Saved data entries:
§ §
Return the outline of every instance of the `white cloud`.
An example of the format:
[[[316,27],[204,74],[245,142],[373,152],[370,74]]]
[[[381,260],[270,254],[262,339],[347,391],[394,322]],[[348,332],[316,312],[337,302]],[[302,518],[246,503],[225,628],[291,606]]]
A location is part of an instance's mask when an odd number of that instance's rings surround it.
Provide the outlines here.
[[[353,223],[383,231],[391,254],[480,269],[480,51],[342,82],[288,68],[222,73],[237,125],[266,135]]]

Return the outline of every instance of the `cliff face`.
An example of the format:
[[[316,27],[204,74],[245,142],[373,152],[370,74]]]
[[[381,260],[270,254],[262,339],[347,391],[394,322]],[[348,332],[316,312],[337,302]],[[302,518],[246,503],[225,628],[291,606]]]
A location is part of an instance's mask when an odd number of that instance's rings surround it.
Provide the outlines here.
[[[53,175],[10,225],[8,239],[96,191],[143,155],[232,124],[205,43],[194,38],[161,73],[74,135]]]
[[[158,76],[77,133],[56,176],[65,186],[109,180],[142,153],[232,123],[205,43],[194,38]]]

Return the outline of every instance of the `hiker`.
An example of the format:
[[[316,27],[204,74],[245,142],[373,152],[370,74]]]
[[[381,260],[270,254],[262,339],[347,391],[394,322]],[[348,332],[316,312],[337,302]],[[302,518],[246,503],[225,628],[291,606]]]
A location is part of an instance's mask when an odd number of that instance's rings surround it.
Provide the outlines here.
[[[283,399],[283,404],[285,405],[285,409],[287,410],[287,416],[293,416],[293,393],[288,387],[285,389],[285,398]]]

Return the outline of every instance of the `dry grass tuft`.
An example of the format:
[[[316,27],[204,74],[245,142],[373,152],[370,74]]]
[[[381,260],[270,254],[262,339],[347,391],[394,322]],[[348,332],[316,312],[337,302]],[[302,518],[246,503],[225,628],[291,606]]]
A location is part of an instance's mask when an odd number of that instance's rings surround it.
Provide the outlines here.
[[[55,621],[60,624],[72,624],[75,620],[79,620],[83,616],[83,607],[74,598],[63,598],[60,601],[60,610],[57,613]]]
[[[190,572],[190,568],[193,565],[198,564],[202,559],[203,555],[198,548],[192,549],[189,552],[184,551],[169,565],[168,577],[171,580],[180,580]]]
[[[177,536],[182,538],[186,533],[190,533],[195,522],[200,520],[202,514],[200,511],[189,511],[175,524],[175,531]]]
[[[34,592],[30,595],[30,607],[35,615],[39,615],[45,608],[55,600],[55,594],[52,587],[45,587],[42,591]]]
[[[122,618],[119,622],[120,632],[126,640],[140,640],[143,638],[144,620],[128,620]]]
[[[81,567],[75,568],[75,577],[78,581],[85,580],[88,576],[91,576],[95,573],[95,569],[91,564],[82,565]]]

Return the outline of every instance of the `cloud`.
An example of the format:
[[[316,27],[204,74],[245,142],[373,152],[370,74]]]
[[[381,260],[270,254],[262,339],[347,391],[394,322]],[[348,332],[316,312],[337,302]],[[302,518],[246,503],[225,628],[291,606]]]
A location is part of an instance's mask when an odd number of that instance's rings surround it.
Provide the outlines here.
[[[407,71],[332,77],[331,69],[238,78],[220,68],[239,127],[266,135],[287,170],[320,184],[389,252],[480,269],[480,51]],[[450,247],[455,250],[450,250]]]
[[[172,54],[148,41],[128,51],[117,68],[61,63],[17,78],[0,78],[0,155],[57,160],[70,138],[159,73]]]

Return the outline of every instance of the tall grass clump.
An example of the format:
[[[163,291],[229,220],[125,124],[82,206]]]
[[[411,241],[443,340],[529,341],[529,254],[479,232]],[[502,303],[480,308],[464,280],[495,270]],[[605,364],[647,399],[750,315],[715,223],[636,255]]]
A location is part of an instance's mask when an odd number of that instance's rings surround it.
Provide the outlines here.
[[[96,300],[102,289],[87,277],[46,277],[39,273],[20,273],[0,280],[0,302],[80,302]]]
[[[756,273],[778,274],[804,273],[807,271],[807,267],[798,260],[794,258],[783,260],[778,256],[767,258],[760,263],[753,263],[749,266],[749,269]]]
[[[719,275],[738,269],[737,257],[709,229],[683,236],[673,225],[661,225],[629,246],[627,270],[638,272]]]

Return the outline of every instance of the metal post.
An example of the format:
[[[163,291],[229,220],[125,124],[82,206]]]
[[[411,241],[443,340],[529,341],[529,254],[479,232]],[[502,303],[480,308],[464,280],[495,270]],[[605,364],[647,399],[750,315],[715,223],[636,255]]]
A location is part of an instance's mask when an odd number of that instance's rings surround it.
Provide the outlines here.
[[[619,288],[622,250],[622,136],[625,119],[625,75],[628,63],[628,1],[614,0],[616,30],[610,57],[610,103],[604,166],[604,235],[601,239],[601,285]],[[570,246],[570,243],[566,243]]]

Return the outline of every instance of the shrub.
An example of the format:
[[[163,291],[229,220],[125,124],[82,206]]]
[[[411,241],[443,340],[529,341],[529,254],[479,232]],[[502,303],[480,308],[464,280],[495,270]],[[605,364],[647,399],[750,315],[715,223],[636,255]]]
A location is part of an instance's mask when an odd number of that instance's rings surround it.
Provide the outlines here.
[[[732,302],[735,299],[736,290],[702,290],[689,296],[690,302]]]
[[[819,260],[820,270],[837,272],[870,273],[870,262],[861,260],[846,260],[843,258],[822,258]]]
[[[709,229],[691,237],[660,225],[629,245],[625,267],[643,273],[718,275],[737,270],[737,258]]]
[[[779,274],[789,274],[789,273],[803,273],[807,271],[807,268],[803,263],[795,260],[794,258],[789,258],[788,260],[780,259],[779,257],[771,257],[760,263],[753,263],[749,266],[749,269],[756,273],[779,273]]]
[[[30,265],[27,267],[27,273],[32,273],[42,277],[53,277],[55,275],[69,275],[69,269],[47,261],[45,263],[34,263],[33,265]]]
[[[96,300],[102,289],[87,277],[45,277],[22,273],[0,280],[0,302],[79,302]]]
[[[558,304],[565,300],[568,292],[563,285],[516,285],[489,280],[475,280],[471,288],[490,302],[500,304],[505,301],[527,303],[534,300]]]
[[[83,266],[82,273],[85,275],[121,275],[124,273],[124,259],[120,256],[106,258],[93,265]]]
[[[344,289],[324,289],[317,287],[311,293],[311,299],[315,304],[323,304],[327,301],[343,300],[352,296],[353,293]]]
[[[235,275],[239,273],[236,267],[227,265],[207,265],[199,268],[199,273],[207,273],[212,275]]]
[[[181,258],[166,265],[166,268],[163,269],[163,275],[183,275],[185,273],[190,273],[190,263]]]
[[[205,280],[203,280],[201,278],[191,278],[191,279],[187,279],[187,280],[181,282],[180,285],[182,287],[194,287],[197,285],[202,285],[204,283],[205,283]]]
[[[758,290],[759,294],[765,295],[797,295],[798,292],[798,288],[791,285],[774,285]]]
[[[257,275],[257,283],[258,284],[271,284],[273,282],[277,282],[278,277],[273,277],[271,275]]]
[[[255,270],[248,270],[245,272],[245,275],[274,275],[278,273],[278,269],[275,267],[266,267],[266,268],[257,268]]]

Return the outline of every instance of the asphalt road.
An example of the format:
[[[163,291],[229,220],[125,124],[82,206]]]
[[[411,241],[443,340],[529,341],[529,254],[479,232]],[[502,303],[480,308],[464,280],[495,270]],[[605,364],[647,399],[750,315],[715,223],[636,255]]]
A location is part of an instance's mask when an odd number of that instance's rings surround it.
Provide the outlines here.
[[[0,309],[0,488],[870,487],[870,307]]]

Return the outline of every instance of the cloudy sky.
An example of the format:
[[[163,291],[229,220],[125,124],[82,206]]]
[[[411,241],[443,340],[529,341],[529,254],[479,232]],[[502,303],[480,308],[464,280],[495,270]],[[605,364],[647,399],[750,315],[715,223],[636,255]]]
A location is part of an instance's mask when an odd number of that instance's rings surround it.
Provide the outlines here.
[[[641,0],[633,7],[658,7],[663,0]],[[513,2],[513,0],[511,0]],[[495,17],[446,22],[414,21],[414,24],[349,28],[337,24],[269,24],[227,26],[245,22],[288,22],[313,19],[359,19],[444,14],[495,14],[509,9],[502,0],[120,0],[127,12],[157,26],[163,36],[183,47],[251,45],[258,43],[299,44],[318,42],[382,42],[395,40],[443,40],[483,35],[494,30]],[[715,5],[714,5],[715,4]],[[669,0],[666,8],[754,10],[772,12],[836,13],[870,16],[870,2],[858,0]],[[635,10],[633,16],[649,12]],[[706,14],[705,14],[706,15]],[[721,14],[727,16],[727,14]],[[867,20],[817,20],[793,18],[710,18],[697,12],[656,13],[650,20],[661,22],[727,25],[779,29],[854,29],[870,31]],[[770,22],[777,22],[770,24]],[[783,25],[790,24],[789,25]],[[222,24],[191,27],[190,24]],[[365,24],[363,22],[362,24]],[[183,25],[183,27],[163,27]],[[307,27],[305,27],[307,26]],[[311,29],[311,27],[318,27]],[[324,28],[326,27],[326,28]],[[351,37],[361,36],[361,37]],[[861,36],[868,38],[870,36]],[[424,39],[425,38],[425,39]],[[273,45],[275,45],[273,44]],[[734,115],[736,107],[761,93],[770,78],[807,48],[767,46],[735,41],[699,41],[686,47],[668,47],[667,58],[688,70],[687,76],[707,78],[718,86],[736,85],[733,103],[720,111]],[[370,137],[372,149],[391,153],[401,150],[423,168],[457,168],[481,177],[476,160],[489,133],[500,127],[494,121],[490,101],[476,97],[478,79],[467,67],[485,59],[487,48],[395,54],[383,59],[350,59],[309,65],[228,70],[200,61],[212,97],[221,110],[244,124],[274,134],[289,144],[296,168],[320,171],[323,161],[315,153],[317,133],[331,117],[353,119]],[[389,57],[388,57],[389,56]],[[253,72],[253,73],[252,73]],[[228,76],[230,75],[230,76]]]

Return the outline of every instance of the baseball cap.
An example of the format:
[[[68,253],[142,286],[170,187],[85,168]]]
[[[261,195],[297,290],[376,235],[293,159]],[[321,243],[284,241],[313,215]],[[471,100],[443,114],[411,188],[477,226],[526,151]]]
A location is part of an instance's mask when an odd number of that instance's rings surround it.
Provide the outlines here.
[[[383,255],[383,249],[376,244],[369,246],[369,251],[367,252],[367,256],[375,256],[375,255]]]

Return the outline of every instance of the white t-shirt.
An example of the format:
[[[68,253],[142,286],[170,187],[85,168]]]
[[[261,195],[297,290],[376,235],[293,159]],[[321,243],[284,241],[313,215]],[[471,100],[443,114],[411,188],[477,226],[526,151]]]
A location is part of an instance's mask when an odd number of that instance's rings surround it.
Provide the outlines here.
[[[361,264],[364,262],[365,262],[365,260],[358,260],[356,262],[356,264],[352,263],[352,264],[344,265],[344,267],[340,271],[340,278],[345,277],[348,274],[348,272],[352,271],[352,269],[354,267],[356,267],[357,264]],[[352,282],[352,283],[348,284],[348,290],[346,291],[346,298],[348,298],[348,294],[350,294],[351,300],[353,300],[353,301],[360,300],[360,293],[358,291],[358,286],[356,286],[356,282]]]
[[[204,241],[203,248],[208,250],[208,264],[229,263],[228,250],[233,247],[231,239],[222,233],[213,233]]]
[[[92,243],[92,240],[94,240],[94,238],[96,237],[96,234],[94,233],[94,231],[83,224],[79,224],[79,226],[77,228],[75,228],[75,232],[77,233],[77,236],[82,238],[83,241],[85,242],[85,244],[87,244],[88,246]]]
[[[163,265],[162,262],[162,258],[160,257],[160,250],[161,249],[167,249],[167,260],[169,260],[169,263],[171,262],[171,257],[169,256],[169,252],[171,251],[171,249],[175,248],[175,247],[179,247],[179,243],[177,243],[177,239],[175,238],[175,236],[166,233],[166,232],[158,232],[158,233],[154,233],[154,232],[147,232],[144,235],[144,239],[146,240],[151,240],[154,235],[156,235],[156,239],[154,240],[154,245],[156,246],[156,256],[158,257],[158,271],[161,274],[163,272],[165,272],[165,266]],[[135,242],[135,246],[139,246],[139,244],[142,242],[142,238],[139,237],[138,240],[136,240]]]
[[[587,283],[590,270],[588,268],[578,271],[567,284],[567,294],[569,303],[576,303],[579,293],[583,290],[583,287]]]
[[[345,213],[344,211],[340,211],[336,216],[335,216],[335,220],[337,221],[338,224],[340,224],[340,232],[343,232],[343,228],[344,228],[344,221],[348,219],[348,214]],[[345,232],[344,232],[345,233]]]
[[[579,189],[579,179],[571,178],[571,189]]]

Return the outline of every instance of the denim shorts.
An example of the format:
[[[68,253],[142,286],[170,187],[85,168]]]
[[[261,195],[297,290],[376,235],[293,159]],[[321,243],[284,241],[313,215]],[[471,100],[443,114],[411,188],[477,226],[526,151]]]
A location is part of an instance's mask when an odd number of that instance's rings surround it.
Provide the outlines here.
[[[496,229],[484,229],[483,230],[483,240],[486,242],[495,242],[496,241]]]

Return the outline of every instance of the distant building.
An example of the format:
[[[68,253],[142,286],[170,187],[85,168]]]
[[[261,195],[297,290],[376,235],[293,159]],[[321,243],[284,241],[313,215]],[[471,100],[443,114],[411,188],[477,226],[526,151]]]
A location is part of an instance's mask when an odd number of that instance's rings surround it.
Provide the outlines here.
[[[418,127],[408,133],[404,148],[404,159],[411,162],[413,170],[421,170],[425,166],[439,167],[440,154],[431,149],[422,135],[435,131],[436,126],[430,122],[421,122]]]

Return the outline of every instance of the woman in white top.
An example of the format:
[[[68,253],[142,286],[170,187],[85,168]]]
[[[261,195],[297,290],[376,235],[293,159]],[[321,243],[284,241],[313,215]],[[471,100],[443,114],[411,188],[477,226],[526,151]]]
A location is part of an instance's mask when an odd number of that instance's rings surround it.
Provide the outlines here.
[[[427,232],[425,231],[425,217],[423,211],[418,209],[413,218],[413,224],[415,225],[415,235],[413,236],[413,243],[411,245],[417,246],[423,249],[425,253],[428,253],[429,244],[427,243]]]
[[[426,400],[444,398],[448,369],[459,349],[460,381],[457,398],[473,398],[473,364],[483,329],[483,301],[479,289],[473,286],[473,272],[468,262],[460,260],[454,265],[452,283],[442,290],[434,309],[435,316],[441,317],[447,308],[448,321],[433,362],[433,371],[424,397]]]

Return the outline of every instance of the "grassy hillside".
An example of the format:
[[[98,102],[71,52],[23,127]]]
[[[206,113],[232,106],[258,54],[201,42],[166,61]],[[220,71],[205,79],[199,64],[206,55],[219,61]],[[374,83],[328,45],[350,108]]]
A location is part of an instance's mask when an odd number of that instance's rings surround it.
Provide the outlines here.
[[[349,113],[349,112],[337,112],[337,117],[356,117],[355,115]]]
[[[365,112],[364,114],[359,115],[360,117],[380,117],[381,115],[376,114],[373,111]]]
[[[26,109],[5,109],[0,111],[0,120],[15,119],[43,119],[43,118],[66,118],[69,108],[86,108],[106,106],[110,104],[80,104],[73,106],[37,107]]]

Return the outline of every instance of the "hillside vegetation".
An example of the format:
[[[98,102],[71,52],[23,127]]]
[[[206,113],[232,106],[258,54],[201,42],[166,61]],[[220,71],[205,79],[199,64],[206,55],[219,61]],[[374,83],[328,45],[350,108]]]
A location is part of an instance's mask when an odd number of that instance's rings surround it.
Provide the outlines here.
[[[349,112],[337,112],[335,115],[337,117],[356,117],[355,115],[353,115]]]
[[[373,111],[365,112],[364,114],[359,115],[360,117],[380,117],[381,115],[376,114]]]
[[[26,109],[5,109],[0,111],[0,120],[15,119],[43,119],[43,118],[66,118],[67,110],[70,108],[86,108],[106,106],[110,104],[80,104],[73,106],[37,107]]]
§ §
## EXERCISE PROMPT
Wherever the string "white" occurs in the entries, copy that whole line.

## SOLUTION TO THIS TASK
Return the outline of every instance of the `white cloud`.
Return the outline of every instance of the white t-shirt.
Return the outline of every instance of the woman in white top.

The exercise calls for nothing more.